* **Required work**: Please identify every line in the entries below that contains the string "surface", and copy each such line. Case counts.

>> begin Material

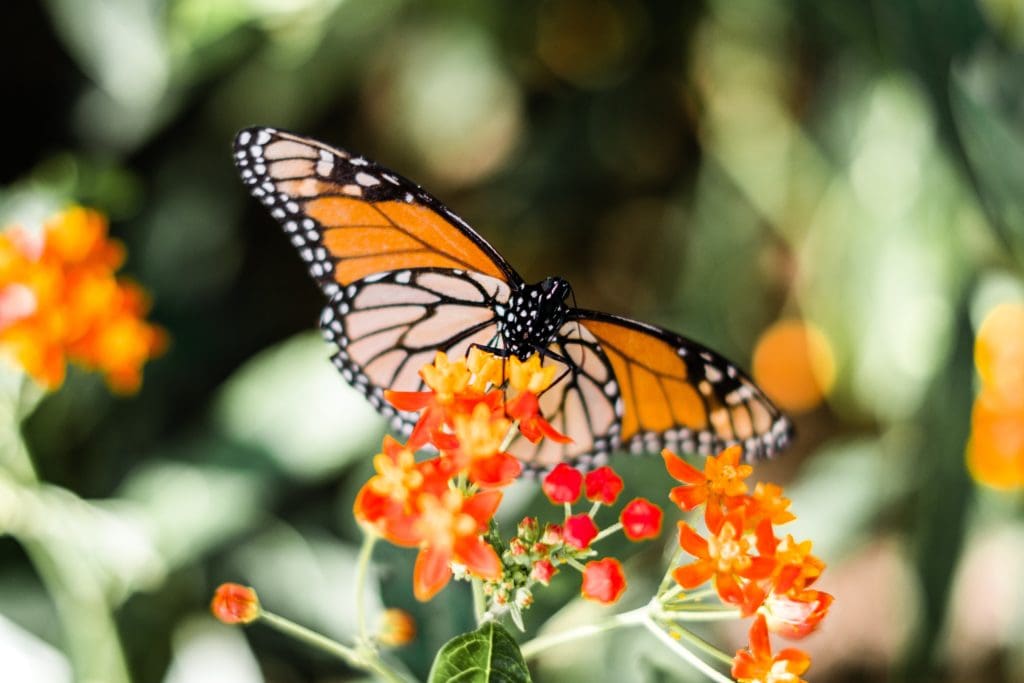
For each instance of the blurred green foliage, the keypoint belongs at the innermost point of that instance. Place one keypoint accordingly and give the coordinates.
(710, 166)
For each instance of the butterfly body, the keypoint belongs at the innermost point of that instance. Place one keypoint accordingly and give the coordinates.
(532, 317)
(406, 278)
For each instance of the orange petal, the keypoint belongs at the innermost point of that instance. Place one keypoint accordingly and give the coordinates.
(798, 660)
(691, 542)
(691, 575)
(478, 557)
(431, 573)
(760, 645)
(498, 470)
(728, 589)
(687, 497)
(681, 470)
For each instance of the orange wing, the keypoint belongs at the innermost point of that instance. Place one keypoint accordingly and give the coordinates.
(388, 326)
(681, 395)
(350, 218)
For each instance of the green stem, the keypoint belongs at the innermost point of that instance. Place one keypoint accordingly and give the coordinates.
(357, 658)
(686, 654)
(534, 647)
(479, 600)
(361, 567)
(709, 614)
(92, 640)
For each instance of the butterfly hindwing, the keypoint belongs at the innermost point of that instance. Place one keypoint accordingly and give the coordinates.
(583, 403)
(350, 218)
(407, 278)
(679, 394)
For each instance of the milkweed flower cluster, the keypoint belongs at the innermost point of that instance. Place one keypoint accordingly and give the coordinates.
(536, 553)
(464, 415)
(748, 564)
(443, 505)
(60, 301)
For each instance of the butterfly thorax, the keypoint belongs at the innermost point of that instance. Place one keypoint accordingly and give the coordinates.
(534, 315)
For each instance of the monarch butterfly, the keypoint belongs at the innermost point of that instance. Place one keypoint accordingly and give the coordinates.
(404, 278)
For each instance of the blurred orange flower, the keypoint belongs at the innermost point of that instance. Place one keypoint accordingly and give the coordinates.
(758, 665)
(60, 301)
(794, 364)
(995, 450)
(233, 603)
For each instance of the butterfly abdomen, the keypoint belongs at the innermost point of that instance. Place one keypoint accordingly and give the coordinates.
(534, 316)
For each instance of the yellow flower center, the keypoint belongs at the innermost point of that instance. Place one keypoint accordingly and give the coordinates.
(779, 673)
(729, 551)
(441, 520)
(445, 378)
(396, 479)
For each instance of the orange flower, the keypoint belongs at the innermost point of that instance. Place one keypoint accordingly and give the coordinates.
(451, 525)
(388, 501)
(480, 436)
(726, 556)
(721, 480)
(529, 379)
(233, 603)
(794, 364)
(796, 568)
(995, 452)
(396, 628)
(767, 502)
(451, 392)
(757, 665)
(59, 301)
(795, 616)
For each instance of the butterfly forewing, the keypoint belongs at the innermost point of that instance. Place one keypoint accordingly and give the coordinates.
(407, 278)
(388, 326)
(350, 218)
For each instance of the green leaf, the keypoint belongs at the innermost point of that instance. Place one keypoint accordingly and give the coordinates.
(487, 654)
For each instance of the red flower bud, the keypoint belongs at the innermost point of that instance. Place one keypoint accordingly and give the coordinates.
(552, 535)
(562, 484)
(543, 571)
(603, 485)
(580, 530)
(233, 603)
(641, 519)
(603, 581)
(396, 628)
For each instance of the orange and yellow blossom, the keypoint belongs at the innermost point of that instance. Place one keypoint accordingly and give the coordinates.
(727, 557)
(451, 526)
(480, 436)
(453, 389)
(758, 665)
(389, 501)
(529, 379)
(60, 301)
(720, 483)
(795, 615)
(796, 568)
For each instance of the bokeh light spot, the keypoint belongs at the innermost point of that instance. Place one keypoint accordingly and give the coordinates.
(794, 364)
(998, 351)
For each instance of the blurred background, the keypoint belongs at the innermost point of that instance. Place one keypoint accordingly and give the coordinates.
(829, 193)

>> end Material
>> begin Material

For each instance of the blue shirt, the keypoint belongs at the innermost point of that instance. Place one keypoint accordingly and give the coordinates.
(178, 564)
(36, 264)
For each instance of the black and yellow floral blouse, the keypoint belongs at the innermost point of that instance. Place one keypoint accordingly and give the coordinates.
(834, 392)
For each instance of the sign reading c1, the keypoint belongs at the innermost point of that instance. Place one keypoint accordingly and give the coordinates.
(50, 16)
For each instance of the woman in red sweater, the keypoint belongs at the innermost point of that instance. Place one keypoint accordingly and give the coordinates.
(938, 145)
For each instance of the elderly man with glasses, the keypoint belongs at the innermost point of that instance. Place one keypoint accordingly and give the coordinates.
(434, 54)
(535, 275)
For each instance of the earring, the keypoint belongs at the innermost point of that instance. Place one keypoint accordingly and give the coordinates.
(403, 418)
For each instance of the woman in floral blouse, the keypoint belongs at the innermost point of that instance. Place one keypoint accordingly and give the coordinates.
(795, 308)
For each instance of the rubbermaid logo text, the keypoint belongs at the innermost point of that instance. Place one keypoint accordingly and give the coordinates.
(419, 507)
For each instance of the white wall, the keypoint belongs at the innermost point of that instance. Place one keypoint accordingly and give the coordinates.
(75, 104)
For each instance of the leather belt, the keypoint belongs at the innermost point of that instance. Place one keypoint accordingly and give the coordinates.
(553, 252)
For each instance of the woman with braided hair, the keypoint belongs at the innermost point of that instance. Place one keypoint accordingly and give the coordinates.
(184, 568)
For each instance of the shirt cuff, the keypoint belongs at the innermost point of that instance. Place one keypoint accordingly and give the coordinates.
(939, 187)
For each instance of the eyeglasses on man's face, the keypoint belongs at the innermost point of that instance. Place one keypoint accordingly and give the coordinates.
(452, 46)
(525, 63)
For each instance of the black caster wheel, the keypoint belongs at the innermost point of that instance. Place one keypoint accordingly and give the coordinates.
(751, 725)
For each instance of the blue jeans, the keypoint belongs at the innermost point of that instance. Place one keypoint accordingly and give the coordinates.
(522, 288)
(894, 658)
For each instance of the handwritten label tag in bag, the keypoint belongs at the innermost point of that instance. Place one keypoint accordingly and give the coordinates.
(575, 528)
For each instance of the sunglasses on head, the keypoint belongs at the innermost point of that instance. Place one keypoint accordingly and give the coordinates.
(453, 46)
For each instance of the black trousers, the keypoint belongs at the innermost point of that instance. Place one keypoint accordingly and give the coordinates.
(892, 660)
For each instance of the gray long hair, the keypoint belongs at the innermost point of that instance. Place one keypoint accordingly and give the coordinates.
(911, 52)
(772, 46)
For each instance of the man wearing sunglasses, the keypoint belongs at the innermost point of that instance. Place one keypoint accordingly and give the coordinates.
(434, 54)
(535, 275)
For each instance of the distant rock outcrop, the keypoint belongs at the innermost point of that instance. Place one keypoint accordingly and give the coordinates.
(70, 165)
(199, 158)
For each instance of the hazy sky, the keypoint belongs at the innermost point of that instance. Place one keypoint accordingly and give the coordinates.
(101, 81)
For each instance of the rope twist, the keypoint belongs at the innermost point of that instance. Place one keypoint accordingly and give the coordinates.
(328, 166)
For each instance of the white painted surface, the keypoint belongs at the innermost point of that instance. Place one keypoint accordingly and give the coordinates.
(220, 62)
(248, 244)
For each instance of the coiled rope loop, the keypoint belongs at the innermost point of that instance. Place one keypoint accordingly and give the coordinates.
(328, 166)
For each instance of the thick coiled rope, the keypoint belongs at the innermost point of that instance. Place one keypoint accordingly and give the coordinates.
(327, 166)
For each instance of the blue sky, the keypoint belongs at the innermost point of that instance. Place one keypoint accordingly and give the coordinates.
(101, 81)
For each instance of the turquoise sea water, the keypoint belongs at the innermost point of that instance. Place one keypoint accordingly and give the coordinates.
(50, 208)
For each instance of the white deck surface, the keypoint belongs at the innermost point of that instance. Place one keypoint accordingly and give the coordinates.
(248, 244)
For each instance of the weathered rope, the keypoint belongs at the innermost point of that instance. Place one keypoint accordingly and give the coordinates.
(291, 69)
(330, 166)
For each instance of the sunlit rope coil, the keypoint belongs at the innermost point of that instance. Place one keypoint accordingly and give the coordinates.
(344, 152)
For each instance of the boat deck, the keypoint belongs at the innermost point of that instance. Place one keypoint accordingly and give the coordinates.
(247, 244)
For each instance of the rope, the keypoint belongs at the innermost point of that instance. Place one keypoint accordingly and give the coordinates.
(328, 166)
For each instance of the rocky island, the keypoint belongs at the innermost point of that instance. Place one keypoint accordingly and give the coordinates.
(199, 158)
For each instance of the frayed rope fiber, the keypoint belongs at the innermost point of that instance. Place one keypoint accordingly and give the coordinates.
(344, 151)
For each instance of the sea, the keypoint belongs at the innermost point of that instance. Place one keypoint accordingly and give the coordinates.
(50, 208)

>> end Material

* **Result below**:
For each instance of the white painted surface, the keypoint belongs at the innermost point of that instance. Place one keypoint accordingly and give the coordinates.
For each instance of the white deck surface, the keypoint belongs at the innermost point of that instance. Place one keypoint accordingly and give the coordinates.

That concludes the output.